** Problem to work on **
The answer must consist of every record below, reproduced exactly.

** Source data **

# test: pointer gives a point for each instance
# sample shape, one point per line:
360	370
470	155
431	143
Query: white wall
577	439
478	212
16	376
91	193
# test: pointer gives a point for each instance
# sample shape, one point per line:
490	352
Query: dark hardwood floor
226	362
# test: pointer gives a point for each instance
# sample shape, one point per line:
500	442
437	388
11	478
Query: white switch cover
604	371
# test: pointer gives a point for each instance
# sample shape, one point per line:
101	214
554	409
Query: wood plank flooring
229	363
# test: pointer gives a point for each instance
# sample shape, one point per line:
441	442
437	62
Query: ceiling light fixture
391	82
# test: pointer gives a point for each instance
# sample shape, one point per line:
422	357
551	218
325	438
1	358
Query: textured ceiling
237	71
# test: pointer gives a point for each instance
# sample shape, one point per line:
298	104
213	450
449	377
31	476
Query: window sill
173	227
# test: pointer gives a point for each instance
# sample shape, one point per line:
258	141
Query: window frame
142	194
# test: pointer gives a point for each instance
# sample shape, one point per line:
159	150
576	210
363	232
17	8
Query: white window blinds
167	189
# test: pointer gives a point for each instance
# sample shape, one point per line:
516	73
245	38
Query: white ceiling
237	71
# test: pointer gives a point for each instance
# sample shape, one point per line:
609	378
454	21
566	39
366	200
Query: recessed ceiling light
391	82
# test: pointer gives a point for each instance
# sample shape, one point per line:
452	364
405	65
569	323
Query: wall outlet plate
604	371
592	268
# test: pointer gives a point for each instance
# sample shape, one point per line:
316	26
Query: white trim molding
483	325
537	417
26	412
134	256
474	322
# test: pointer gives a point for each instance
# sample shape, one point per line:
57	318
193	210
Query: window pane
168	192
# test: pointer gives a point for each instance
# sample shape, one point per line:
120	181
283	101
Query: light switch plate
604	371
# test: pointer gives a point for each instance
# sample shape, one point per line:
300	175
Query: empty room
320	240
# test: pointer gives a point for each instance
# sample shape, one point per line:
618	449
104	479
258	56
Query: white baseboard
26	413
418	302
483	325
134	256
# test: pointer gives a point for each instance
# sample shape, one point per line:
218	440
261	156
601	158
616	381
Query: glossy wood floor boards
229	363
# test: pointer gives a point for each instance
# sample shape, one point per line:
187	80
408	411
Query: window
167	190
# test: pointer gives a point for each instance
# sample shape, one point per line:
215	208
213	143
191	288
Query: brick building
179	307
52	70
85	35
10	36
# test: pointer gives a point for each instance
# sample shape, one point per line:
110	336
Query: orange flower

** Written response **
# test: pointer gives a point for each instance
# sample shape, one point per line:
360	370
470	155
431	143
Query: white wall
577	439
478	212
16	376
91	193
# test: pointer gives a point for each instance
# sample shape, one point per line:
490	352
Query: dark hardwood floor
226	362
# test: pointer gives a point for each instance
# sample shape, one point per line:
500	442
437	388
11	478
Query: white switch cover
604	371
# test: pointer gives a point for each instance
# sample shape, one point per line:
101	214
554	409
Query: wood plank flooring
229	363
# test: pointer gives a point for each instance
# sample shape, one point per line:
441	442
437	62
Query: ceiling light fixture
391	82
# test: pointer gives a point for each instance
# sample shape, one point per line:
422	357
551	218
325	438
1	358
Query: textured ceiling
237	71
# test: pointer gives a point for each instance
# sample shape, one point per line:
298	104
213	450
449	377
31	476
Query: window sill
173	227
# test: pointer gives a point for each instance
# sample shape, one point per line:
258	141
Query: window frame
142	194
# test: pointer gives a point for each instance
# sample shape, one point per line:
159	150
576	210
363	232
17	8
Query: white window blinds
167	189
# test: pointer gives a point for each instance
# sample shape, one point per line:
516	73
245	38
Query: white ceiling
237	71
# test: pointer gives a point for each instance
# sample shape, one point per line:
609	378
454	21
566	39
366	200
Query: recessed ceiling light
391	82
# test: pointer gives a point for each instance
# sample shape, one point per line:
452	364
405	65
569	323
Query: wall outlet plate
604	371
592	268
# test: pointer gives a point for each instance
# sample shape, one point per line:
316	26
Query: white trim molding
483	325
537	417
26	412
134	256
474	322
# test: pointer gives a point for each instance
# sample shape, one point per line:
57	318
193	210
Query: window pane
168	192
# test: pointer gives a point for each instance
# sample shape, one point per line:
120	181
283	101
Query: light switch plate
604	371
# test: pointer gives a point for each instance
# sample shape, one point per line:
300	175
Query: empty room
320	240
# test: pointer gives a point for each instance
# sample shape, one point per line:
618	449
104	479
258	56
Query: white baseboard
26	413
418	302
483	325
134	256
# test: pointer gives a point for each instance
# sample shape, one point per line:
218	440
261	156
601	158
616	381
Query: glossy wood floor boards
229	363
# test: pointer gives a point for each instance
# sample shape, one point per line:
187	80
408	411
Query: window
167	190
# test: pointer gives a point for each instance
# sample shape, one point per line:
215	208
213	143
191	288
Query: brick building
179	307
52	70
85	35
10	36
# test: pointer gives a point for each instance
# sample shape, one point per line:
110	336
Query: orange flower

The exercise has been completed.